Reproduce each of the following items verbatim, preserving every character and line break.

——————————

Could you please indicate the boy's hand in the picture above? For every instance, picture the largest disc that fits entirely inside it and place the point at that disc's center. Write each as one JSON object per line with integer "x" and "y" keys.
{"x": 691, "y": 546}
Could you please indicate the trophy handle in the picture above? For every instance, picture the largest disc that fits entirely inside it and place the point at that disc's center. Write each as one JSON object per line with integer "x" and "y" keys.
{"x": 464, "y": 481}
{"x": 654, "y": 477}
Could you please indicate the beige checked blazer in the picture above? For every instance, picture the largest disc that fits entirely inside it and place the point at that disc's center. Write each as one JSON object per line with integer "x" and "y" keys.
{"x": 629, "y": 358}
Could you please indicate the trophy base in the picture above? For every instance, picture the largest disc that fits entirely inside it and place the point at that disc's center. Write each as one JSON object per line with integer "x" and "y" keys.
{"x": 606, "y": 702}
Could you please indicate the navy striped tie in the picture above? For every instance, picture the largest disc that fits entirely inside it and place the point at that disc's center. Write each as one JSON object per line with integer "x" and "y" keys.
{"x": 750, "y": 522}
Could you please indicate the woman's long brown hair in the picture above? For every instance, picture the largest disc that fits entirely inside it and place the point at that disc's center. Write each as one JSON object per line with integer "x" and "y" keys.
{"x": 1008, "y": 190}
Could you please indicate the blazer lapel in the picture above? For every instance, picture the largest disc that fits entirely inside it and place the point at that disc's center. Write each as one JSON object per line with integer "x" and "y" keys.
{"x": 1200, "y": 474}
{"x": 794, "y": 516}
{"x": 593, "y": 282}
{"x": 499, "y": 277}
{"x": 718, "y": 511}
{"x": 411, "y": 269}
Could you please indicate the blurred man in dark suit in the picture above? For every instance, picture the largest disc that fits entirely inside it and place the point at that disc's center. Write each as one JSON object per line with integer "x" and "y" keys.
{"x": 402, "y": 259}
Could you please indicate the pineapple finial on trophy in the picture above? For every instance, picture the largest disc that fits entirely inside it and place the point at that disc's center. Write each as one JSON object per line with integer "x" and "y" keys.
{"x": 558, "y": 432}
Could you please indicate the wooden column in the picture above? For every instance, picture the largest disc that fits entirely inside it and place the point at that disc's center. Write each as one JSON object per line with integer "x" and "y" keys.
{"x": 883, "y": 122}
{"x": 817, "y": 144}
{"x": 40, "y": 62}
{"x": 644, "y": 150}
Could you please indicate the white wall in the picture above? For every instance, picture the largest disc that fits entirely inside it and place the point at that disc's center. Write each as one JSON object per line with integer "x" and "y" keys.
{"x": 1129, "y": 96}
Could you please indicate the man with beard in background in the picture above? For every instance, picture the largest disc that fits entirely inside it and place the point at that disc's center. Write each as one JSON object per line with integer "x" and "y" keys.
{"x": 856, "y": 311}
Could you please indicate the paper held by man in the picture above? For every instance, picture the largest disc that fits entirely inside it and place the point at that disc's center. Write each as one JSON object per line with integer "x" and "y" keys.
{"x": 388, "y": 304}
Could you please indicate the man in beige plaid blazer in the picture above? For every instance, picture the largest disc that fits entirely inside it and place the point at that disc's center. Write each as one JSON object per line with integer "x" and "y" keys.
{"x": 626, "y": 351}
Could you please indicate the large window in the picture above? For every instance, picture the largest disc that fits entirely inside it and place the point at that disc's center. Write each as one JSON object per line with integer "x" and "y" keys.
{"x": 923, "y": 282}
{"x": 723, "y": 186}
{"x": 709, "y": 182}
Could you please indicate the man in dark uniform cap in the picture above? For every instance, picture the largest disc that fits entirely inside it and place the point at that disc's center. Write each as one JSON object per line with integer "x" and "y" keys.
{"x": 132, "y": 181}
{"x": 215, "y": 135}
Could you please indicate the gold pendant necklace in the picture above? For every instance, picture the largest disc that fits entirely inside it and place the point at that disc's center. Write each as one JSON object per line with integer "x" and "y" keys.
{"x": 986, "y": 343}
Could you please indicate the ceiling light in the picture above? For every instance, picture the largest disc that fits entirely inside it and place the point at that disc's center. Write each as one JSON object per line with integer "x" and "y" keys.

——————————

◆ **Exercise response**
Could you please indicate the boy's hand in the picture above? For every instance, picture the largest disc that fits entirely inside it and place the point at that disc's center. Write each as one JSON object per line with integer "x" and "y" keys.
{"x": 691, "y": 546}
Could you please indicate the trophy handle in the picture above? For every instance, picture the largest disc that fits entirely inside it and place the point at that disc's center. Write each as one JSON object per line with integer "x" and "y" keys.
{"x": 464, "y": 481}
{"x": 654, "y": 477}
Could you please indicate the beige checked blazer in the picture above? For every instance, picture the largest disc that fits entirely inside it and place the point at that disc's center. Write each as one JSON object per line with integer "x" and "y" keys.
{"x": 629, "y": 358}
Could you please indicate the trophy base in the picture above? For every instance, picture the largest disc that fits entirely inside it and place the point at that disc's center. Write each as one JSON object per line with integer "x" and "y" keys.
{"x": 606, "y": 702}
Could you please indicate the navy striped tie in the picture above? For every instance, picture the largest disc that fits entirely inside it and place the point at that disc's center. Write each as one JSON object per line with integer "x" and "y" keys.
{"x": 750, "y": 522}
Could you please indicate the woman's long brown hair in the picture above? For every instance, picture the largest disc that fits entirely inside it and place the point at that disc's center. Write each as one JSON object per line with integer "x" and "y" keys.
{"x": 1008, "y": 190}
Could you please indicate the blazer lapel in the picture above? For every instance, picture the largest disc that fits entirely inside it and place the point at that disc's center. Write each as one JSON object per line with integer "x" and "y" keys.
{"x": 1200, "y": 474}
{"x": 794, "y": 516}
{"x": 593, "y": 282}
{"x": 499, "y": 277}
{"x": 718, "y": 511}
{"x": 411, "y": 269}
Could you please indicate the blurred man in dark suit in the picture above? For every instance, picture the largest disc that fits entirely inside it and place the point at that disc's center. Write each as one JSON object per line with integer "x" and "y" keys.
{"x": 402, "y": 259}
Could you please indicate the pineapple finial on trophy in the picture above? For every instance, picture the largest disc that fits entirely inside it and place the point at that disc's center. Write each as one JSON object per line with integer "x" and "y" keys.
{"x": 558, "y": 432}
Could you please indicate the wooden column in the picture above? For every instance, picture the largest disc that fits entirely inside it and place the point at that disc's center. Write each as one JSON object per line with integer "x" and "y" keys.
{"x": 883, "y": 122}
{"x": 817, "y": 144}
{"x": 40, "y": 62}
{"x": 644, "y": 150}
Could you please indicate the white wall in the picture above? For every instance, picture the largest disc that fits entirely inside it and place the point at that disc's center. Write each as one JSON object per line with integer "x" and "y" keys.
{"x": 1129, "y": 96}
Could you please indicate the man with beard in background in the picture above? For every instance, picture the largest disc that fits entirely inside it and place the point at that disc's center. Write each as one JSON object per line with integer "x" and "y" keys.
{"x": 856, "y": 311}
Could you please indicate the paper held by man in the picture above? For every instance, picture the largest disc that fits entirely inside it and place the point at that disc's center. Write each as one JSON object per line with integer "x" and "y" keys.
{"x": 388, "y": 304}
Could you please indicate the man in beige plaid blazer in the picture above? For every instance, picture the largest disc that fits entirely inside it and place the point at that disc's center. Write each as one JSON object per line with integer "x" and "y" keys.
{"x": 626, "y": 351}
Could you please indicate the large window in the picture above? For every instance, picture the largest disc that fits entirely inside it and place the point at that disc's center. Write each as one JSON object per line with integer "x" and "y" keys.
{"x": 923, "y": 282}
{"x": 723, "y": 186}
{"x": 709, "y": 182}
Could you please indicate the man in dark uniform cap in the picture above? For every instance, picture the largest disc that fits entirely inside it and place the point at that disc's center. Write each as one JSON object per line with integer "x" and "y" keys.
{"x": 132, "y": 181}
{"x": 215, "y": 135}
Could you please indicate the gold pendant necklace in the picture above? For every instance, picture the largest disc that fits entirely inside it and place the point at that disc's center. Write each as one JSON object per line with integer "x" and "y" keys.
{"x": 986, "y": 343}
Could you please indicate the ceiling light in the picture above? For every instance, picture the largest disc that fits entirely inside it and place the point at that disc's center. Write each as one JSON object per line with integer "x" and "y" keys.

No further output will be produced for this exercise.